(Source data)

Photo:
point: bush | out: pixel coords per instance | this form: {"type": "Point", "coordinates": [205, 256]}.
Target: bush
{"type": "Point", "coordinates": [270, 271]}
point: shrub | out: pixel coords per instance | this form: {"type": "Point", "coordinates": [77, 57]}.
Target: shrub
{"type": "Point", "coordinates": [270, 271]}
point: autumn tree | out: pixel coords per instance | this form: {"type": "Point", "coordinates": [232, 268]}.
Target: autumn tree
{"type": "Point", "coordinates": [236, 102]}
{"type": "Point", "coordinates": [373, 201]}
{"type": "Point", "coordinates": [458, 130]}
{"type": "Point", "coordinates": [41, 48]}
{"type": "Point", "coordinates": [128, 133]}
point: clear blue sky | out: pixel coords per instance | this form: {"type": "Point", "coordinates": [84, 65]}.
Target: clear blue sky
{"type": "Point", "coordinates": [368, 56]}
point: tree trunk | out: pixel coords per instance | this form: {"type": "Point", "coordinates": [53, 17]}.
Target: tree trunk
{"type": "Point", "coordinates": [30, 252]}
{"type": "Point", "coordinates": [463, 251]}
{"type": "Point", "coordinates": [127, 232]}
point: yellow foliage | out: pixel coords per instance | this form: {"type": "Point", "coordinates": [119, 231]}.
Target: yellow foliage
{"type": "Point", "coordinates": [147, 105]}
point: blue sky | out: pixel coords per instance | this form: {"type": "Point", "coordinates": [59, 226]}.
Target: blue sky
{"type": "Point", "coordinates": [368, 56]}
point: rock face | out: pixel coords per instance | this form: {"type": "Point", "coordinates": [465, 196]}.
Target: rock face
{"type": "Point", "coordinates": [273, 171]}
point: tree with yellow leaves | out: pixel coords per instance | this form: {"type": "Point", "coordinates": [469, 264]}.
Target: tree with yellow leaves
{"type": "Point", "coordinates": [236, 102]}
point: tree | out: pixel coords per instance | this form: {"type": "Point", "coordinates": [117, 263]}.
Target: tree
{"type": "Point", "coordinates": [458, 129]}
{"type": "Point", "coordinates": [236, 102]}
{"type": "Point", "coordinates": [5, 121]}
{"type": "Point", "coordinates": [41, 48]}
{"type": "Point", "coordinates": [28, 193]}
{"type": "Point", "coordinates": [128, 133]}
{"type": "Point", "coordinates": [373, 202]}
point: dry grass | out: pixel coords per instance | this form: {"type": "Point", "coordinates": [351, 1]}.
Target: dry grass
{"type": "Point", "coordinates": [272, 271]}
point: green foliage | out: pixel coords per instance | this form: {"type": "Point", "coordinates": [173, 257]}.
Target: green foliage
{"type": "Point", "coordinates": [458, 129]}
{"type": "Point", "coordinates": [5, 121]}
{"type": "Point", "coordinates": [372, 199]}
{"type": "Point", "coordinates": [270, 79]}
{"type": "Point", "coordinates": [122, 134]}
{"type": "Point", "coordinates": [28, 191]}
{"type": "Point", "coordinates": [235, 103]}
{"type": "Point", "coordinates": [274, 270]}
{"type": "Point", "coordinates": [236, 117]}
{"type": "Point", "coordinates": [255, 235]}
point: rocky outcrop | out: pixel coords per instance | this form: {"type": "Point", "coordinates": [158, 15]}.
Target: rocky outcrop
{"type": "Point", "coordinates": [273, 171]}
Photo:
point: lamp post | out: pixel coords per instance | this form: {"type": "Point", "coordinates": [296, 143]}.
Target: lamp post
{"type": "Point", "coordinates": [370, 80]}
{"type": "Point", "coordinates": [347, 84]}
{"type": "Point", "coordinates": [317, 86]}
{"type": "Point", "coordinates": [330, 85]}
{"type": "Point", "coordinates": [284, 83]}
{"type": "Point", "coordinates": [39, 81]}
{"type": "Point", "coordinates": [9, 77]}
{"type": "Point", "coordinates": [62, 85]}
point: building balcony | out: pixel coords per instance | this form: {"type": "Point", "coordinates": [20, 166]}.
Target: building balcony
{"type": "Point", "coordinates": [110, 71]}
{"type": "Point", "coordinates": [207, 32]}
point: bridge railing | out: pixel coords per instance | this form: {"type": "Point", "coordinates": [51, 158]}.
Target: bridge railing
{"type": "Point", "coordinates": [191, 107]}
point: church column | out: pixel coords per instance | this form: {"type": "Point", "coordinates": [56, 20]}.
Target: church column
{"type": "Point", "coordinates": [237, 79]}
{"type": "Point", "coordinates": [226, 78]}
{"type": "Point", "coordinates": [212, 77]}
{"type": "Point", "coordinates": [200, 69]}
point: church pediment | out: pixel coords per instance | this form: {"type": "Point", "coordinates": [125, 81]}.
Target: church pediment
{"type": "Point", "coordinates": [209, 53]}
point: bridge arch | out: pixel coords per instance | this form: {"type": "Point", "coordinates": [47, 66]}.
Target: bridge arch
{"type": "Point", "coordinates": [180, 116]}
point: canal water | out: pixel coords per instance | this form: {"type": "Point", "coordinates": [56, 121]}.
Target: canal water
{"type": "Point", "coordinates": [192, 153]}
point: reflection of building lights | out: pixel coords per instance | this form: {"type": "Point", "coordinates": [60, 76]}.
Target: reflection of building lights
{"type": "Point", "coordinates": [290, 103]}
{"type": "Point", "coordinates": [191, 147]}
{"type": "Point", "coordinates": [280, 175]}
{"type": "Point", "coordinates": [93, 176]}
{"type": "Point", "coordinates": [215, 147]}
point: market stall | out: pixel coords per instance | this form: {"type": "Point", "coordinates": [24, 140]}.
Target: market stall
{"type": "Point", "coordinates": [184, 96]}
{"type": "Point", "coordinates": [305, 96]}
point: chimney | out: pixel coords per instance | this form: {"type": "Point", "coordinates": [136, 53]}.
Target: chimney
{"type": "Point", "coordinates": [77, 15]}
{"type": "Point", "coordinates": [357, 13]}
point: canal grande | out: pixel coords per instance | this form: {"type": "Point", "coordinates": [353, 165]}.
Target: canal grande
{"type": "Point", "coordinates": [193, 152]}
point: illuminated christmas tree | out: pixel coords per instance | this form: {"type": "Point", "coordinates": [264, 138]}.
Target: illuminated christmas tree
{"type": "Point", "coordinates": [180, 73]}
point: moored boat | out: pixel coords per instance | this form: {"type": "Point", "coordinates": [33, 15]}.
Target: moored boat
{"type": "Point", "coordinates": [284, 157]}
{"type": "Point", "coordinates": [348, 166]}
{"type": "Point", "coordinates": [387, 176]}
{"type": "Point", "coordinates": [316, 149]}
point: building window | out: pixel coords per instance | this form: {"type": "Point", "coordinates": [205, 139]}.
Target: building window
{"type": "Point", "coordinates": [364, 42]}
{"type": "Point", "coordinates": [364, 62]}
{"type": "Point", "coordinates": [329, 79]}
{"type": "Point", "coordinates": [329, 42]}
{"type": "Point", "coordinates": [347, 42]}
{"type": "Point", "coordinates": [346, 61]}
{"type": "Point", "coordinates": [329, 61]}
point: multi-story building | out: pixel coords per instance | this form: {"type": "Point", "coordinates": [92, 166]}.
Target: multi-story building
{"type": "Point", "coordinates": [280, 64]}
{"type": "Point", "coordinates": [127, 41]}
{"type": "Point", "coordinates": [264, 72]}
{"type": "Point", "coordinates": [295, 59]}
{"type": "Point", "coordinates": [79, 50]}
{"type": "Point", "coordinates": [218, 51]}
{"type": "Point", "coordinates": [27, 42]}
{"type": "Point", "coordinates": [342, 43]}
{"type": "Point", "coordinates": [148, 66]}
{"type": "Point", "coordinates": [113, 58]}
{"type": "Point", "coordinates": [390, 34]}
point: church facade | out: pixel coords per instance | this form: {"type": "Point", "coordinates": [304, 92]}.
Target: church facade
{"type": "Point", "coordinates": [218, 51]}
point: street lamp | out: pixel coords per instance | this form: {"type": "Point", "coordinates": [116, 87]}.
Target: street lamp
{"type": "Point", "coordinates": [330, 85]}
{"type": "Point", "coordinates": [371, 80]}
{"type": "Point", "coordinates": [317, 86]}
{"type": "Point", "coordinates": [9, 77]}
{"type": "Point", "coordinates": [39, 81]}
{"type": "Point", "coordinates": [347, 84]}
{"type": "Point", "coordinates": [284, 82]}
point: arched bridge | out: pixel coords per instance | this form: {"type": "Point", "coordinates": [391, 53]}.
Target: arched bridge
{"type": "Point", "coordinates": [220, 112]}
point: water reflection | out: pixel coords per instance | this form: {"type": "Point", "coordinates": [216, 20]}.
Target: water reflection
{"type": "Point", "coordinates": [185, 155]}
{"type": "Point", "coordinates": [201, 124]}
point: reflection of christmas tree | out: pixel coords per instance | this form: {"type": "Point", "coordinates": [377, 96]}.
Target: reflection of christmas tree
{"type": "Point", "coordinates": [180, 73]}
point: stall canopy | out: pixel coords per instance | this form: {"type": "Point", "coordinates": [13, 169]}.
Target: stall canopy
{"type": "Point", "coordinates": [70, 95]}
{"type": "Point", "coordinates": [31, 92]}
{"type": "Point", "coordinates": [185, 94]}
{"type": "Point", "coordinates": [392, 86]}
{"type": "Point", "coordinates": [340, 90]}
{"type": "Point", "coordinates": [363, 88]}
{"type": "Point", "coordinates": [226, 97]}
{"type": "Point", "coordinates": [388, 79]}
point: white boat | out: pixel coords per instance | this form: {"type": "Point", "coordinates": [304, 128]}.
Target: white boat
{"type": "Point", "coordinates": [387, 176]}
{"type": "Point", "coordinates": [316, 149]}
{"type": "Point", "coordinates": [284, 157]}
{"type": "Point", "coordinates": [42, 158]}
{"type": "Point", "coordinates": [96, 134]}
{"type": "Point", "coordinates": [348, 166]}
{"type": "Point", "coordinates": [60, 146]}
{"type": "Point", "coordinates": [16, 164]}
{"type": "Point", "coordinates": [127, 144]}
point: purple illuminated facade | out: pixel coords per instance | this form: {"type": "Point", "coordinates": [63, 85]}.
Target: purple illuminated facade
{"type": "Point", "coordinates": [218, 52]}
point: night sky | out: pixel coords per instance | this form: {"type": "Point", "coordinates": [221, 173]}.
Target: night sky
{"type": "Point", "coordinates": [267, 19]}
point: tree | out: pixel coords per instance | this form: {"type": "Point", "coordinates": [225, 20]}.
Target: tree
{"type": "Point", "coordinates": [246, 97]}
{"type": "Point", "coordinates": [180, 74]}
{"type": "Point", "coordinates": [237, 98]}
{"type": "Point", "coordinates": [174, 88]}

**Exercise brief**
Your job is to print exactly the lines that run from the top of the entries through the line with "point: autumn tree", and no others.

**Result**
Photo:
point: bush | out: pixel coords per instance | this form: {"type": "Point", "coordinates": [205, 256]}.
Target: bush
{"type": "Point", "coordinates": [270, 271]}
point: shrub | out: pixel coords per instance | this form: {"type": "Point", "coordinates": [77, 57]}.
Target: shrub
{"type": "Point", "coordinates": [270, 271]}
point: autumn tree | out: pixel coords per instance | this form: {"type": "Point", "coordinates": [232, 268]}.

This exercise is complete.